▸ Do wykonania: Kontynuuj rozmowę o fascynacji kulturą Wschodu, zaczynając od miejsca po jej ostatnim zdaniu.

▸ Wyodrębniony tekst:
- - - - - - -
Nasza Loteria SR - pasek na kartach artykułów

Na Zachodzie z ciałem idziemy do lekarza, z umysłem do psychiatry, z duchem do księdza [rozmowa]

Małgorzata Chojnicka
Mariola Śmiechowska z córką Justyną, która towarzyszy swej mamie podczas koncertów i warsztatów
Mariola Śmiechowska z córką Justyną, która towarzyszy swej mamie podczas koncertów i warsztatów Małgorzata Chojnicka
Maria Śmiechowska opowiada o fascynacji kulturą Wschodu, która traktuje człowieka jako całość, a także o koncertach z wykorzystaniem gongu i mis tybetańskich oraz życiowych poszukiwaniach. Radzi, że każdy powinien sam zadbać o siebie.

Skąd zafascynowanie kulturą Wschodu?
Od bardzo dawna jestem człowiekiem poszukującym, unikającym drogi na skróty i popadania w rutynę. Gdy pracowałam w szkole, starałam się pokazać uczniom, że należy też dbać o dobre samopoczucie. Uczyłam ich relaksacji i ćwiczeń oddechowych. Nie jestem ślepo zafascynowana kulturą Wschodu, ale właśnie ona uzmysłowiła mi holistyczne, a więc całościowe podejście do siebie. Nie jestem zlepkiem ciała, umysłu i ducha, a ciałem, umysłem i duchem jednocześnie. W kulturze zachodniej z ciałem idziemy do lekarza, z umysłem do psychiatry lub psychologa, a z duchem do księdza. Wschód zajmuje się tymi wszystkimi aspektami jednocześnie, bo człowiek jest cudem. Gdy ćwiczę qigong, polegający na kontrolowaniu przepływu energii życiowej, usprawniam ciało, uspokajam umysł i regeneruję ducha. U mnie życie zaczęło się po pięćdziesiątce, bo zaczęłam bardziej dbać o własne potrzeby. Odnoszę wrażenie, że wcześniej tylko dawałam siebie innym.
- - - - - - -
▸ Wpisy:
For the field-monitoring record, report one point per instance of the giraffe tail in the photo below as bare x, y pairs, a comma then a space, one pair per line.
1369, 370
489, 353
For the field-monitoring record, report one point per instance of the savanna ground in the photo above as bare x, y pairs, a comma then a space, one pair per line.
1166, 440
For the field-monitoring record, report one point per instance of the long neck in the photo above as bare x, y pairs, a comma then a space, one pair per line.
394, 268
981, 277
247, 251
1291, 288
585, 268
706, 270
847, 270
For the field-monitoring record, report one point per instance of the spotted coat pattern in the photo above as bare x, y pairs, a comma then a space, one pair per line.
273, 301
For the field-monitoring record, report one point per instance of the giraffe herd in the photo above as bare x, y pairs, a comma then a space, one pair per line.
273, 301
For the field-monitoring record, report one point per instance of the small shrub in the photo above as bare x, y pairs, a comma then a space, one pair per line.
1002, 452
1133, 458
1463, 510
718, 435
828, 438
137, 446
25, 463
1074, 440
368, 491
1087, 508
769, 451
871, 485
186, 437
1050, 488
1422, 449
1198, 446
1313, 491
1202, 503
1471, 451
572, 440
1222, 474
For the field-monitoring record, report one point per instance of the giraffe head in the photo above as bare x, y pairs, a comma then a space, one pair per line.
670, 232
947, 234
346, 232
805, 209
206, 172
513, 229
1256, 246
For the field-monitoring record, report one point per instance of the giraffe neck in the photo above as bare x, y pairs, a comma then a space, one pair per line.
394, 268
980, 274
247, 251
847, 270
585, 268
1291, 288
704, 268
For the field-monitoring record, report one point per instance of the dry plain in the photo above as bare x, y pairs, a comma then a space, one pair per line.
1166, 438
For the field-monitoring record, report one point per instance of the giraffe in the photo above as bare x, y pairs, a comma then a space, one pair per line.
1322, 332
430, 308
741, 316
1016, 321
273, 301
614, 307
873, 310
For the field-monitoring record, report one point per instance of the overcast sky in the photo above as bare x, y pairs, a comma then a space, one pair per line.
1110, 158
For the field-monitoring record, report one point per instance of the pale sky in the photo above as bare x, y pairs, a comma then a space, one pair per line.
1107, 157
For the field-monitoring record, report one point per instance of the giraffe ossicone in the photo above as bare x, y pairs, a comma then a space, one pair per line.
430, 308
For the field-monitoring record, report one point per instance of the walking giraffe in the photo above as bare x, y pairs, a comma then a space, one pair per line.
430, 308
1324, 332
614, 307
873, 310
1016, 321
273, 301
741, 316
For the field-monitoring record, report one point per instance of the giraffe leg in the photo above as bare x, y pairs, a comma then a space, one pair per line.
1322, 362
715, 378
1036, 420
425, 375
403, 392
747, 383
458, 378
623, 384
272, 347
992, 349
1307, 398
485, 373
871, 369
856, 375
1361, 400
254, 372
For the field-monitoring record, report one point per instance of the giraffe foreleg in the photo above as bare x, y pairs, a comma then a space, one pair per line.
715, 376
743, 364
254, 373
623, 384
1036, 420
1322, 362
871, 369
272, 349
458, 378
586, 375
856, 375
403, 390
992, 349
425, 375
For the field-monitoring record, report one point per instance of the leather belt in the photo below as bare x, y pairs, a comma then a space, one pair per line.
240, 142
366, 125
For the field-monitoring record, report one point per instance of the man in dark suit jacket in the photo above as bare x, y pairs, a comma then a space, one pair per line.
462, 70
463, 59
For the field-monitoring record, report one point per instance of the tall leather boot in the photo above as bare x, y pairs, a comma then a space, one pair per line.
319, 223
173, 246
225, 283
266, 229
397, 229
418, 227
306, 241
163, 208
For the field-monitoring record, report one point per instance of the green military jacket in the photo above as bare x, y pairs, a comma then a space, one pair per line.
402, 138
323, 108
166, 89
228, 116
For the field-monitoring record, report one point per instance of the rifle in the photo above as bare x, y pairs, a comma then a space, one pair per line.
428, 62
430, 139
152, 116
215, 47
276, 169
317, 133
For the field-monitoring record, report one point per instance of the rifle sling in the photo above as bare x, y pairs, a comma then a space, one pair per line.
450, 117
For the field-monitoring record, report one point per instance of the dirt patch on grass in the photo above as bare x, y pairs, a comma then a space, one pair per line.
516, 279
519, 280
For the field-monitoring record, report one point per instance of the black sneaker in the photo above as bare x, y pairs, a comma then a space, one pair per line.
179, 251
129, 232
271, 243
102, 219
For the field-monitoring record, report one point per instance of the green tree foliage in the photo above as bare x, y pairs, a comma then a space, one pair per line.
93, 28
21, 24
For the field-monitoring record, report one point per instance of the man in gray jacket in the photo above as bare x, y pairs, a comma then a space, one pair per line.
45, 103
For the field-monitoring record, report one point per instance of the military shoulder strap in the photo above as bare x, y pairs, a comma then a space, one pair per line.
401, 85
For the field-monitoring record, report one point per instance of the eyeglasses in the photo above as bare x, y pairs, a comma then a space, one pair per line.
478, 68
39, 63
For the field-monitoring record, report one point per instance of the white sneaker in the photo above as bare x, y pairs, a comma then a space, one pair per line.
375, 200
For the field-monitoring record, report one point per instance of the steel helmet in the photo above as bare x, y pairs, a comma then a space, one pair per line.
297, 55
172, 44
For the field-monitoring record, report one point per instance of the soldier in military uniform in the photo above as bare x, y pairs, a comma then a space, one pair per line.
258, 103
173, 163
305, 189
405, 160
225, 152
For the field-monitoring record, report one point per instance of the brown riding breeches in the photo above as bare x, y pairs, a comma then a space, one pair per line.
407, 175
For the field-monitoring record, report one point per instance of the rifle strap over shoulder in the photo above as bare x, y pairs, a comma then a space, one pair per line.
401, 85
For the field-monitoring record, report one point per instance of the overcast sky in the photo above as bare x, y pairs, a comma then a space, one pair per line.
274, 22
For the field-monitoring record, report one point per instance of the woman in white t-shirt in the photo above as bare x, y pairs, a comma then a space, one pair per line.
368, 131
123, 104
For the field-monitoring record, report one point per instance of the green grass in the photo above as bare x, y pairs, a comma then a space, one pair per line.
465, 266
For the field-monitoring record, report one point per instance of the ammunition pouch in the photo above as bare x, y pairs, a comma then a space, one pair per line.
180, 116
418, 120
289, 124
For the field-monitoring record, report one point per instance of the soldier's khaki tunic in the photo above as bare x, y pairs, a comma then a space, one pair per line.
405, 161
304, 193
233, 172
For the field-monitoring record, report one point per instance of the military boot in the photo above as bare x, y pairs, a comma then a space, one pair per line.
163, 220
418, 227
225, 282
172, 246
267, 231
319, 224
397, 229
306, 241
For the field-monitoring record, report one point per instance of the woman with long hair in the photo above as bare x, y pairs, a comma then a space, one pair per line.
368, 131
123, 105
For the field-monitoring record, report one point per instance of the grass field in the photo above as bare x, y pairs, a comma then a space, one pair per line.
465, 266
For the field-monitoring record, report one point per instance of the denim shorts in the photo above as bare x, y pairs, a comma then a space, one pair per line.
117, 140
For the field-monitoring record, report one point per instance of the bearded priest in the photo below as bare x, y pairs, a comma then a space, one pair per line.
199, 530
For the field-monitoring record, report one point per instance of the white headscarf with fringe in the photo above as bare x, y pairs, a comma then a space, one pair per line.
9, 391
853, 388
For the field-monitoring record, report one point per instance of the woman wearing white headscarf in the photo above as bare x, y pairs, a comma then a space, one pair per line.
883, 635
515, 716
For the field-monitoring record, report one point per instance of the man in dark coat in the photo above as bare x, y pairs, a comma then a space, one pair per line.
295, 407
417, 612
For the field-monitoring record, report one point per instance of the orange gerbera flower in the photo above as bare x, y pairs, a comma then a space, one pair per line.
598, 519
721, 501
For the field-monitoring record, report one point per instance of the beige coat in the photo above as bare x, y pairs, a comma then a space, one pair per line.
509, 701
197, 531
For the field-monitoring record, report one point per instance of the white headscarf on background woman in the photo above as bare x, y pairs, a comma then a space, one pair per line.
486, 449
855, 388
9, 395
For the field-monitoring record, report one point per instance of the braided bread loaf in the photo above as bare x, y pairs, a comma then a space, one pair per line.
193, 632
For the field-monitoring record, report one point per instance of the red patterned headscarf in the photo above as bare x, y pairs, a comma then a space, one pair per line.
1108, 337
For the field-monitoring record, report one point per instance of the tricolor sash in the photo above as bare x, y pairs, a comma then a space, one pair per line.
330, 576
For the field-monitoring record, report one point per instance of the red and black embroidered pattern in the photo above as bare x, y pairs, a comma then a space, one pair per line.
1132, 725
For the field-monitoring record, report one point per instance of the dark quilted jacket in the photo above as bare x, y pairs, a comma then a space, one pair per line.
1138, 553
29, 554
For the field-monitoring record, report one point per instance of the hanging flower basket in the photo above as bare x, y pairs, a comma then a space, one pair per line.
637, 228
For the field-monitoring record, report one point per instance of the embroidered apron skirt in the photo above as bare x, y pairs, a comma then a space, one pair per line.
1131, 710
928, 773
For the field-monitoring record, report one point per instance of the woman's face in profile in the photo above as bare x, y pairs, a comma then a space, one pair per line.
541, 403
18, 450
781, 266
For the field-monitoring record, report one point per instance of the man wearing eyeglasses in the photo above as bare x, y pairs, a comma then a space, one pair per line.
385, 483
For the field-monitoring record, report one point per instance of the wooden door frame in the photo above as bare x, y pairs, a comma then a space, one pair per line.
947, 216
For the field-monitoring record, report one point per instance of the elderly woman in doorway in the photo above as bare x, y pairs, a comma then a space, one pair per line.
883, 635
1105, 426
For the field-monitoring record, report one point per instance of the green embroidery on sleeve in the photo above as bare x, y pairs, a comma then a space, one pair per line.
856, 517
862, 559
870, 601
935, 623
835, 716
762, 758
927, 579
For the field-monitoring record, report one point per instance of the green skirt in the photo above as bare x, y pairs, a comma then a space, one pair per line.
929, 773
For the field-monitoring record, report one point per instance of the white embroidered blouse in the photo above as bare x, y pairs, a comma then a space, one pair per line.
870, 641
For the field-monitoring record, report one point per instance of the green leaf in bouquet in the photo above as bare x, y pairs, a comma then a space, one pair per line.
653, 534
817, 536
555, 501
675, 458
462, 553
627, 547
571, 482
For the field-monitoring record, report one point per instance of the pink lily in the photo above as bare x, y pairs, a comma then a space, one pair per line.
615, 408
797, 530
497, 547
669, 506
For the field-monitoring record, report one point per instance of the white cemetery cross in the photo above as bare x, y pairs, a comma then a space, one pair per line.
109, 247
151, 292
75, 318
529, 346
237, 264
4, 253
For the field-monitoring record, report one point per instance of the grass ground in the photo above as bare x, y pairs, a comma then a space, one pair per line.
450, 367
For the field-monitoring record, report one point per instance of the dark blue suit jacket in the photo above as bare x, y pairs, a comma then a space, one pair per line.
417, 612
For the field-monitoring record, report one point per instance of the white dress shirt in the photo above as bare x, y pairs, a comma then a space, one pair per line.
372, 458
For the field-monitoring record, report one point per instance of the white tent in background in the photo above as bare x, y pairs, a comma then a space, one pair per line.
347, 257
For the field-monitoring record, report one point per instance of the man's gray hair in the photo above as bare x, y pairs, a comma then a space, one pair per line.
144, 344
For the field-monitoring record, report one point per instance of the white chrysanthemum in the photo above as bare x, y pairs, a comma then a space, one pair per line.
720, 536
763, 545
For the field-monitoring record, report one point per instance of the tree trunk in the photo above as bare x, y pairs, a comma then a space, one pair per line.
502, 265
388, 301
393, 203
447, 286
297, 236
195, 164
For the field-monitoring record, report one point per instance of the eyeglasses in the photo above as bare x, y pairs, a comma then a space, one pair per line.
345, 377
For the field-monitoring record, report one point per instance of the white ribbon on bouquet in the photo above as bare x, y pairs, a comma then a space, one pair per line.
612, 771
- - - - - - -
▸ Wynik zadania:
Nic dziwnego. Ma Pani niepełnosprawną córkę, która zawsze będzie wymagała opieki...
Córka jest moim uziemieniem, ale nie kotwicą, która mnie zatrzymuje i nie pozwala płynąć dalej. To dzięki niej zajęłam się alternatywnymi sposobami leczenia, relaksacji, odżywiania. Poznaję i uczę się metod pracy z sobą i ludźmi, w których ona może uczestniczyć. Jeździ ze mną na różne warsztaty, zarówno na te, które prowadzę, jak i w których uczestniczę. Justyna świetnie odnajduje się w takich sytuacjach. Joga śmiechu, qigong, koncerty mis tybetańskich i gongu są dla niej codziennością. Dopiero spokojny, cieszący się życiem rodzic może pomóc swojemu dziecku.

Świat cywilizacji zachodniej pędzi na oślep, a człowiek z każdej strony bombardowany jest taką mnogością bodźców, że łatwo mu się w tym wszystkim zatracić. Prowadzi Pani koncerty, podczas których dźwięki mis tybetańskich i gongu wprowadzają w stan głębokiego relaksu. Co one dają?
Zwolnienie tego pędu, uspokojenie myśli i wyciszenie. Nie możemy do wszystkiego podchodzić w życiu zadaniowo. Stawianie sobie poprzeczek w każdej dziedzinie nie przynosi niczego dobrego. Jeśli idę pobiegać, bo to sprawia mi przyjemność, a przy okazji troszczę się o swoje zdrowie i poprawiam kondycję, to w porządku. Kiedy jednak w mojej głowie ciągle słyszę „muszę”, to najwidoczniej znalazłam kolejny sposób, aby sobie jeszcze dokuczyć. Głęboki relaks, kiedy przestajemy myśleć o wszystkich sprawach wokół, jest nam bardzo potrzebny. Usłyszmy swój wewnętrzny głos i zauważmy własne potrzeby. Nie możemy traktować siebie, jak kogoś zupełnie obcego, którego w dodatku nie lubimy.

Co daje Pani praca z ludźmi?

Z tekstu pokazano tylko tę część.